* **Required task**: Copy each line exactly.

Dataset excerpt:
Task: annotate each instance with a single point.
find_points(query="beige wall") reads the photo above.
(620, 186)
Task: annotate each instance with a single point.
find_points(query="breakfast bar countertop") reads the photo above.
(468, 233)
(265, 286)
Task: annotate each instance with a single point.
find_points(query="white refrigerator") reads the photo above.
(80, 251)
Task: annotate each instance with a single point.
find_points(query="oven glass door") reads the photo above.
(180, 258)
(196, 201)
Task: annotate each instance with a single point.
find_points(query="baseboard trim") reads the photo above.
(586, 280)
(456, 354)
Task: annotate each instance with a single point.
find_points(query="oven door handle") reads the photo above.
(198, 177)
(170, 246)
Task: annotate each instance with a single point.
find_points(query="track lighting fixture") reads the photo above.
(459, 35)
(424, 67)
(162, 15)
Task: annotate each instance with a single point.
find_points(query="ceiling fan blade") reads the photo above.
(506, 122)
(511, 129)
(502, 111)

* **Solved exercise**:
Task: annotate each instance with a single point.
find_points(query="beige wall") reads the photo above.
(620, 186)
Task: annotate each instance with a single point.
find_points(query="breakfast bar countertop") reads the photo above.
(468, 233)
(265, 286)
Task: annotate each instance with a single point.
find_points(query="white refrigerator") reads the photo above.
(80, 251)
Task: annotate each instance with a single point.
find_points(query="oven glass door") reads the photo above.
(180, 258)
(196, 201)
Task: annotate each instance with a single point.
find_points(query="baseboard trim") reads the photo above.
(586, 280)
(456, 354)
Task: annotate each instance with a single point.
find_points(query="oven door handle") reads the photo above.
(198, 177)
(170, 246)
Task: annotate each instance with a single point.
find_points(query="track lighting fixture") reads the photo above.
(459, 35)
(424, 67)
(162, 15)
Task: annotate each instance with a single point.
find_points(query="ceiling fan blade") reads the photo above.
(506, 122)
(511, 129)
(502, 111)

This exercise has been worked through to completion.